*** Given passage ***

On June 17, 2010 Father filed a section 388 petition seeking reinstatement of reunification services and placement of D.B. in his home or, alternatively, weekend and overnight visitation. He argued he had completed a substance abuse program, continued to test clean on a weekly basis, was in the process of completing a parenting program, visited D.B. two or three times per week, and was prepared to receive her into his home. He supported the petition with a certificate of completion of the substance abuse program, a letter indicating satisfactory progress in the parenting program, and some two dozen clean drug reports going back to June 2009. But although the drug reports were negative on a weekly basis from June to August 2009, there were several month-long gaps—and several more three-week gaps—in testing from September 2009 to May 2010, and DCFS reported Father failed to submit to testing on seven occasions from December 2009 to April 2010.

On July 8, 2010, the juvenile court denied Father’s section 388 petition without a hearing and terminated family reunification services for Mother.

Father was arrested on August 25, 2010 and released by October 28, 2010.

On October 1, 2010, the prospective adoptive parents expressed their desire to move forward with adoption. The legal and financial rights and obligations of adoption were explained to them and they reported they understood them and the lifelong commitment adoption required. They said they had cared for D.B. since she was born and considered her to be their daughter. Social workers found them to be affectionate and attentive toward the child, who was emotionally bonded with them. DCFS reported the paternal grandparents were “very anxious for the adoption to move forward and they reported they are very much committed in giving D[.B.] a loving home.”

The juvenile court held a permanency hearing on November 4, 2010. Other than announcing his presence, Father’s attorney remained silent. The court found D.B. to be adoptable and terminated Mother’s and Father’s parental rights.

DISCUSSION

Though Father appeals from the orders denying his section 388 petition and terminating his parental rights, his appellate brief discusses only the latter order. His challenge to the section 388 order is abandoned. (Landry v. Berryessa Union School Dist. (1995) 39 Cal.App.4th 691, 699-700 [“When an issue is unsupported by pertinent or cognizable legal argument it may be deemed abandoned and discussion by the reviewing court is unnecessary.”].)

Father contends an adequate permanency assessment was not made because the paternal grandparents were not given enough information about legal guardianship. Because the permanency assessment was inadequate, he contends, the juvenile court had insufficient evidence to terminate his parental rights. We reject the contentions.

*** Extracted data ***

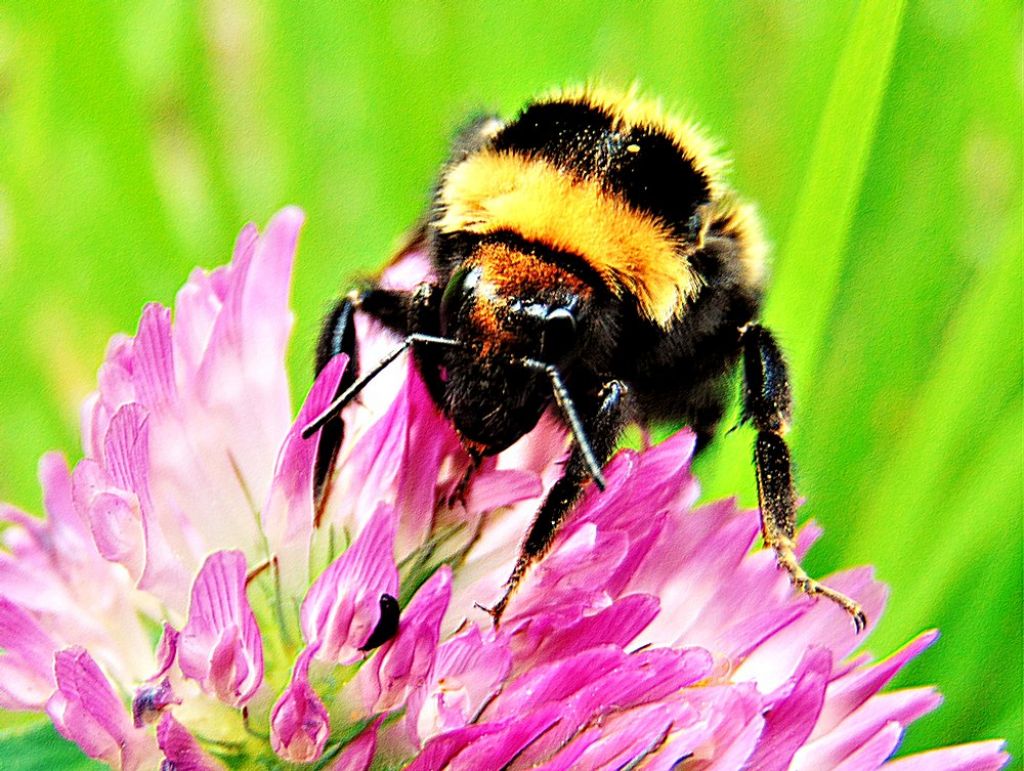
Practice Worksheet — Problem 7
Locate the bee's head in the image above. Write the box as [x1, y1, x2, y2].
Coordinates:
[440, 243, 590, 453]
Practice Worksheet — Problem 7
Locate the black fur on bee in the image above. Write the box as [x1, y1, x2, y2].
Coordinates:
[304, 88, 865, 631]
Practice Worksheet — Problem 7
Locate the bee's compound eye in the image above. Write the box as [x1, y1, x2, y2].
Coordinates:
[541, 308, 577, 363]
[441, 266, 479, 334]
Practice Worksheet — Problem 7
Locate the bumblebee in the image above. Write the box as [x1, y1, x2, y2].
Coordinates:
[304, 88, 865, 632]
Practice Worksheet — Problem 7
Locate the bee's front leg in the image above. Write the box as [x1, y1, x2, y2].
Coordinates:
[483, 380, 628, 627]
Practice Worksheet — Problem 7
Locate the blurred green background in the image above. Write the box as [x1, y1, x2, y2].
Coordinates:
[0, 0, 1024, 768]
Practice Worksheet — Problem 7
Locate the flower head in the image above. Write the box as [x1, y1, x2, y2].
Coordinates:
[0, 209, 1008, 770]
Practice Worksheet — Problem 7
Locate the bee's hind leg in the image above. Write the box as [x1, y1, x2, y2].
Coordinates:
[742, 325, 867, 633]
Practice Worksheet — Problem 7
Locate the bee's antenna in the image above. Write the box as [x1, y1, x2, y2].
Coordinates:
[302, 332, 462, 439]
[520, 358, 605, 490]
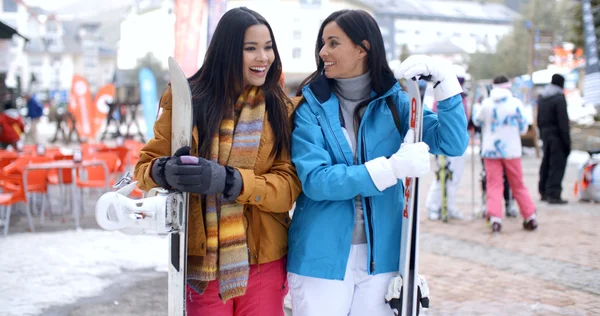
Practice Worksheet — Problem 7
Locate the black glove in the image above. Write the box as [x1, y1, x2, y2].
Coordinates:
[153, 147, 242, 201]
[151, 146, 190, 189]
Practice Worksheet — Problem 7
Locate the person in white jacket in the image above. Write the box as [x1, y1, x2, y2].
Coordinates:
[473, 76, 538, 233]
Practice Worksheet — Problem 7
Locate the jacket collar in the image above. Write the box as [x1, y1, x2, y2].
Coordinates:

***

- [Task goal] Please copy the court excerpt word for word, between "On July 8, 2010, the" and "October 28, 2010.", inclusive. The data has no connection to the court excerpt.

- [Answer to this exercise]
On July 8, 2010, the juvenile court denied Father’s section 388 petition without a hearing and terminated family reunification services for Mother.

Father was arrested on August 25, 2010 and released by October 28, 2010.